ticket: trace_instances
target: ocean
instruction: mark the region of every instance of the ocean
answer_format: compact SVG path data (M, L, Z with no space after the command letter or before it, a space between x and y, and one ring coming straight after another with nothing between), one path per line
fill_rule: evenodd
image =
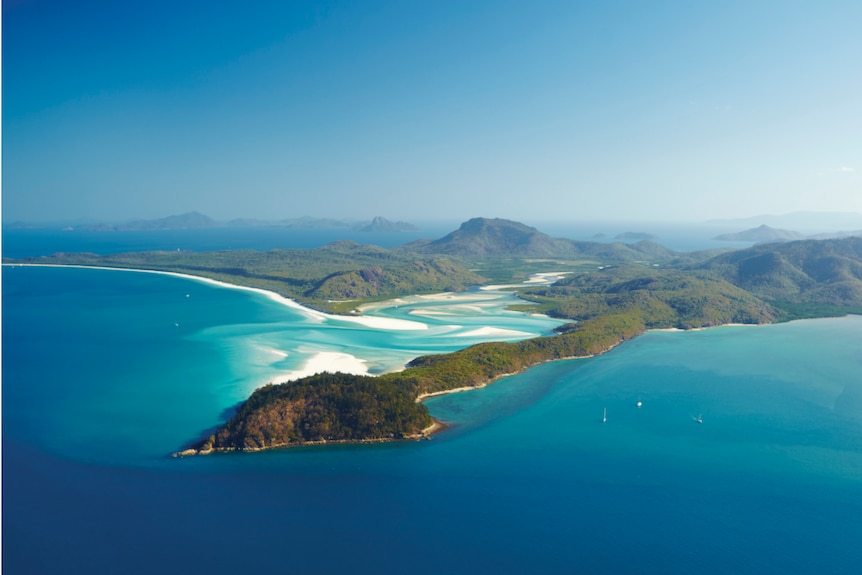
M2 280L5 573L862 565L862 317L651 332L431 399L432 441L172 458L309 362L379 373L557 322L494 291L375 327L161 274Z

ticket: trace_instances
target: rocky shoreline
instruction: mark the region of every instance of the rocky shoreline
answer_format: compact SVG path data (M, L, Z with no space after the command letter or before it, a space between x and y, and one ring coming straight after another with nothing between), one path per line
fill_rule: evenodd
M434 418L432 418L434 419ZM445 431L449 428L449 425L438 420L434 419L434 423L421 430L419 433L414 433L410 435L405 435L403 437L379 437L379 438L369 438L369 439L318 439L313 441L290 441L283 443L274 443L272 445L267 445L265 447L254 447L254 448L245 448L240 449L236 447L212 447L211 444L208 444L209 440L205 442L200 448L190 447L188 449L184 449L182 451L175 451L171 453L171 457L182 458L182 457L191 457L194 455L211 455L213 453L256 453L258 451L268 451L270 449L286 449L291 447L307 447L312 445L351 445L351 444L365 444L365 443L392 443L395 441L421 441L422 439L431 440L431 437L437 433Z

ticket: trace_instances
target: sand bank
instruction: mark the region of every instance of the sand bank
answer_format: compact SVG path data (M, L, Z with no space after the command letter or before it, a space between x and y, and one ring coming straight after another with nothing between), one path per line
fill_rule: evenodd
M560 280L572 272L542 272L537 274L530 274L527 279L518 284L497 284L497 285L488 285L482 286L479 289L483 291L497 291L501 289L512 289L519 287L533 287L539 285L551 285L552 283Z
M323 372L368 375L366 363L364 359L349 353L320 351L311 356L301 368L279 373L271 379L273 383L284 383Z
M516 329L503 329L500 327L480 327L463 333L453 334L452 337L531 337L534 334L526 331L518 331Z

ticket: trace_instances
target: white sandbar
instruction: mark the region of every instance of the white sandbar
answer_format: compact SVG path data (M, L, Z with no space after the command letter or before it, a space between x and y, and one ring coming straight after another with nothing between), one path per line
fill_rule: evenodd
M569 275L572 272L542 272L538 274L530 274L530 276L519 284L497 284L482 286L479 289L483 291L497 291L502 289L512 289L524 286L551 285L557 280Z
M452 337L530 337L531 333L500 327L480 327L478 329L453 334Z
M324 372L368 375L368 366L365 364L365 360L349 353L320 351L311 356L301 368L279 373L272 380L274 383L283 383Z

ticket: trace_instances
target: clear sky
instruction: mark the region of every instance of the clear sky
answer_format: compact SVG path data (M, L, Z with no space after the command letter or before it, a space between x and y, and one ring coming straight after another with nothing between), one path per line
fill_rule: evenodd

● ● ● ● ● ● ●

* _Work instruction_:
Exactly as they appear above, print all the lines, but not the pictures.

* _Finished task_:
ticket: trace_instances
target: ocean
instruction: mark the region of every instance of the ocean
answer_format: compact SVG path data (M, L, Z with no space after the command letter or before it, a space between x and y, and one ring coming straight after another with nothing between), one path per line
fill_rule: evenodd
image =
M2 280L5 573L862 565L862 317L651 332L431 399L432 441L172 458L309 362L379 373L557 322L494 291L375 327L161 274Z

ticket: trace_instances
target: rocky shoreline
instruction: mark the region of every instance of the rocky shoreline
answer_format: compact SVG path data (M, L, Z with no space after the command letter or before it, a space between x and y, and one ring coming straight after another with nothing between), one path per line
fill_rule: evenodd
M434 418L432 418L434 419ZM445 431L449 428L449 425L438 420L434 419L434 423L421 430L419 433L414 433L410 435L405 435L403 437L379 437L379 438L369 438L369 439L318 439L313 441L290 441L283 443L274 443L272 445L267 445L265 447L254 447L254 448L245 448L240 449L236 447L212 447L211 444L208 444L209 440L205 442L200 448L190 447L188 449L184 449L182 451L175 451L171 453L171 457L182 458L182 457L191 457L194 455L211 455L213 453L256 453L258 451L268 451L270 449L286 449L291 447L307 447L312 445L351 445L351 444L365 444L365 443L392 443L395 441L421 441L422 439L431 440L431 437L437 433Z

ticket: trace_instances
target: sand bank
instruction: mark the region of every instance of the sand bank
answer_format: compact SVG path data (M, L, Z with no space after the command letter or before it, a space between x and y, and one ring coming straight after another with nothing between), one path per line
fill_rule: evenodd
M560 280L572 272L542 272L537 274L530 274L527 279L518 284L497 284L497 285L488 285L482 286L479 289L483 291L497 291L501 289L512 289L519 287L533 287L539 285L551 285L552 283Z
M323 372L368 375L366 363L364 359L349 353L320 351L311 356L301 368L279 373L271 379L273 383L284 383Z
M516 329L503 329L500 327L480 327L463 333L453 334L452 337L531 337L534 334L526 331L518 331Z

ticket: trace_instances
target: white sandbar
instruction: mark the region of every instance of the white sandbar
answer_format: compact SVG path data (M, L, Z with no space after the command letter or before it, a space between x and y, and one ring coming straight after another with nothing between), one path per line
fill_rule: evenodd
M569 275L572 272L542 272L538 274L530 274L530 276L519 284L497 284L482 286L479 289L483 291L497 291L502 289L512 289L524 286L551 285L557 280Z
M452 337L530 337L531 333L500 327L480 327L478 329L453 334Z
M324 372L368 375L368 366L365 364L365 360L349 353L320 351L311 356L301 368L279 373L272 380L274 383L283 383Z

ticket: trace_instances
target: clear sky
instruction: mark the region of every instance of the clear sky
answer_format: compact SVG path data (M, L, Z with no space after the command letter or before it, a space between x and y, and one ring coming straight after another with nothing between), one path per line
fill_rule: evenodd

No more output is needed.